Document text
━━━━━━━━━━━━━━━━━━━━
Platform Capabilities

Platform adapters (nodeStdio, xtermStdio) expose optional capabilities beyond the core Readable interface. These are NOT implemented by kernel-internal streams (pipes, fd-backed readers).

Readable extensions

interface Readable {
// ... core methods ...
/** Enter / exit raw mode. Platform adapters only. */
setRawMode?(raw: boolean): void
/** Non-blocking drain of buffered data. Platform adapters only. */
tryRead?(count?: number): Uint8Array
}

setRawMode?(raw: boolean): void — switches the adapter between line-buffered and raw (character-at-a-time) input. In raw mode, each keypress is delivered immediately without waiting for Enter. wasmExec calls this before running a program compiled with ttyMode: 'raw', then restores line mode on exit.

tryRead?(count?: number): Uint8Array — synchronous non-blocking read. Returns whatever bytes are currently buffered, or an empty Uint8Array if none. Used by wasmExec in line mode to pre-buffer stdin before callMain() (Emscripten’s stdin callback is synchronous and cannot await). Kernel-internal Readable implementations MUST NOT implement this — doing so would drain pipe content before the WASM program can process it.
━━━━━━━━━━━━━━━━━━━━
Saved data entries
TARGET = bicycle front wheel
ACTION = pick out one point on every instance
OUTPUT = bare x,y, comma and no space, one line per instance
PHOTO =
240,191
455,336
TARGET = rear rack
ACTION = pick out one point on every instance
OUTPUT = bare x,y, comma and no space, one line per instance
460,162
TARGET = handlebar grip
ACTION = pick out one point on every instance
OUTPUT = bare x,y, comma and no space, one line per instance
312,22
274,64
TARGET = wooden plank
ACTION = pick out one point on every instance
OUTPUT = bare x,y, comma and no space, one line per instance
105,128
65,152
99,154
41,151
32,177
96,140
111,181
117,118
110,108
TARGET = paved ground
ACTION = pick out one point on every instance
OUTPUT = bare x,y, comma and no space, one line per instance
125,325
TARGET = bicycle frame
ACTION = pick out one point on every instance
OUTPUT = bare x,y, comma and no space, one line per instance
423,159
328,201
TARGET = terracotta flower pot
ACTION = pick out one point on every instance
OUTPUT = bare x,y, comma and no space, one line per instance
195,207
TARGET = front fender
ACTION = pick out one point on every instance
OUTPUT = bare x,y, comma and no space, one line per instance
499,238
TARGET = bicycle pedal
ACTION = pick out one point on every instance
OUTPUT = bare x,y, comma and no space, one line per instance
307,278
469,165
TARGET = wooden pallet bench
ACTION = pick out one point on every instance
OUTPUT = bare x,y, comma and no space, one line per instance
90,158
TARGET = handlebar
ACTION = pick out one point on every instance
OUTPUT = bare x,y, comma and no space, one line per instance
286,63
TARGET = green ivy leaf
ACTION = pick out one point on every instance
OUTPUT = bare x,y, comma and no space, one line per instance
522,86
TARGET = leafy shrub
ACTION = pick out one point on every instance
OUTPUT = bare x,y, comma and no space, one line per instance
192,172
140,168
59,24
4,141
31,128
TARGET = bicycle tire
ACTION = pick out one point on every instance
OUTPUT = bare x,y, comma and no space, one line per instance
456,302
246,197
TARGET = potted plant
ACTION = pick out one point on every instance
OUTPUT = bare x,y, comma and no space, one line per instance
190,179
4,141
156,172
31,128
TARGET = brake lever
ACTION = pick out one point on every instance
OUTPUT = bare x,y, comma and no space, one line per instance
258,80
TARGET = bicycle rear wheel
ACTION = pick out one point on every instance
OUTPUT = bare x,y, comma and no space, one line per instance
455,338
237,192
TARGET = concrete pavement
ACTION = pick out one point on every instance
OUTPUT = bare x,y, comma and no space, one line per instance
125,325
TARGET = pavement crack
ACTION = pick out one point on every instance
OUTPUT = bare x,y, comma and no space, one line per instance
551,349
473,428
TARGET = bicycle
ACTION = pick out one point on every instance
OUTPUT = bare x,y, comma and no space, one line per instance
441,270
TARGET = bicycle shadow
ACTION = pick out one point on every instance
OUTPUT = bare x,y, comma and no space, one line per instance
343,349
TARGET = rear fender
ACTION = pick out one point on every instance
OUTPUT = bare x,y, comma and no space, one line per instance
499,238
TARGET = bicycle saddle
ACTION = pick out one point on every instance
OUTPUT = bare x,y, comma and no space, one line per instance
━━━━━━━━━━━━━━━━━━━━
Work item
Resume the text on platform adapter capabilities from the point where it stops. The saved data entries are not needed for this work.

Response below
Decision: optional methods, not a subtype. Capability detection via ?. keeps the Readable interface stable for bins. A bin that doesn’t care about raw mode never sees these methods. A WASM runner that needs them checks proc.stdin.setRawMode !== undefined before calling.

ProcContext extension

interface ProcContext {
// ...
getTermSize?(): TerminalSize
}

getTermSize?(): TerminalSize — returns the current terminal dimensions ({ rows, cols }). Present only when a controlling terminal exists (i.e., the process was spawned from a platform adapter that provided getTermSize). wasmExec wires this into the Asyncify TTY bridge so WASM programs receive correct TIOCGWINSZ responses.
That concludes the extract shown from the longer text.